**Written task:**
Print all the entries verbatim.

**Exercise input:**
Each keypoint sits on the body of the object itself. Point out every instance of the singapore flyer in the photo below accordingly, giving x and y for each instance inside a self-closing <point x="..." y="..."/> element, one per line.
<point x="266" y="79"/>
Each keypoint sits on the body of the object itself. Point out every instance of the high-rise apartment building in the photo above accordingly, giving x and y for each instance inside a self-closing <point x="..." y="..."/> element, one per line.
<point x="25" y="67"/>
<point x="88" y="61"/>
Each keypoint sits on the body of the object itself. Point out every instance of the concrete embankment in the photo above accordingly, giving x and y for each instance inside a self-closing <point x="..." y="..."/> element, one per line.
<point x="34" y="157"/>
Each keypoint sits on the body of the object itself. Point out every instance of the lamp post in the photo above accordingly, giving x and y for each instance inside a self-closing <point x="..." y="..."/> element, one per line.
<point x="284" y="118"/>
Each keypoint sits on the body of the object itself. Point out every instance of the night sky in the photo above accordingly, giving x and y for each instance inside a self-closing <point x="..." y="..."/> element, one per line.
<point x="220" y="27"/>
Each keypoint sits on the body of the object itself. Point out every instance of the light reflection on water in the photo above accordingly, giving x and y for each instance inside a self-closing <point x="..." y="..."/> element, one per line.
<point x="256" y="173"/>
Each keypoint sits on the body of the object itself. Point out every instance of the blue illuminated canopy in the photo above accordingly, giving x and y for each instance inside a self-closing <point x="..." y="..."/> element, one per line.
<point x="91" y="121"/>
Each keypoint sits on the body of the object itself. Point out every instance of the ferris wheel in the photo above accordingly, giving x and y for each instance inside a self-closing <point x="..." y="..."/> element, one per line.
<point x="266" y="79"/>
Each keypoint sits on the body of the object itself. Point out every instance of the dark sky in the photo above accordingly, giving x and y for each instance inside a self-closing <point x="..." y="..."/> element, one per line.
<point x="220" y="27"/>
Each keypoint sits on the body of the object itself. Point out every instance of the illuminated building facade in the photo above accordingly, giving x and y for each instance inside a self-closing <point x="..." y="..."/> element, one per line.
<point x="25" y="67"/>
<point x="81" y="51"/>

**Problem solution:**
Each keypoint sits on the body of the object itself. Point out every instance of the singapore flyer in the photo below accordingly, giving x and y for each instance inside a self-closing <point x="..." y="..."/> element, one per line.
<point x="266" y="79"/>
Each keypoint sits on the body of the object itself. Point out every instance of the high-rise apartment building in the photo above accordingly, giving x and y for each instance inside a self-closing <point x="..." y="..."/> element, one per line.
<point x="25" y="67"/>
<point x="88" y="61"/>
Each keypoint sits on the body of the object itself. Point out every instance of the concrete embankment in the photo above accordingly, giving x and y for each instance inside a self-closing <point x="..." y="..."/> element, one per line.
<point x="34" y="157"/>
Each keypoint sits on the body of the object itself. Point out every instance of the lamp post in the photo above accordingly, giving x and y for each instance inside a self-closing <point x="..." y="..."/> element, one per line.
<point x="284" y="118"/>
Each keypoint sits on the body of the object itself. Point out every instance of the night sky in the photo above accordingly, giving x and y for each instance inside a self-closing <point x="..." y="..."/> element, one per line.
<point x="220" y="27"/>
Each keypoint sits on the body of the object itself. Point out every instance of the light reflection on water in the photo above accordingly, giving x and y for each instance inside a self-closing <point x="..." y="..."/> element, one per line.
<point x="256" y="173"/>
Each keypoint sits on the body of the object itself. Point out every instance of the blue illuminated canopy in the photo above accordingly, giving x and y for each instance inside a self-closing <point x="..." y="..."/> element, one per line.
<point x="91" y="121"/>
Each keypoint sits on the body of the object itself. Point out every instance of the ferris wheel in the photo above accordingly, giving x and y for each instance inside a self-closing <point x="..." y="..."/> element, one per line.
<point x="266" y="79"/>
Each keypoint sits on the body of the object itself. Point out every instance of the dark sky in the photo above accordingly, giving x and y for each instance inside a self-closing <point x="..." y="..."/> element, one per line.
<point x="220" y="27"/>
Each keypoint sits on the body of the object itself. Point out every instance of the illuminated building facade in the photo above accordingly, giving x and y for each instance inside a self-closing <point x="..." y="..."/> element, one per line.
<point x="25" y="67"/>
<point x="81" y="51"/>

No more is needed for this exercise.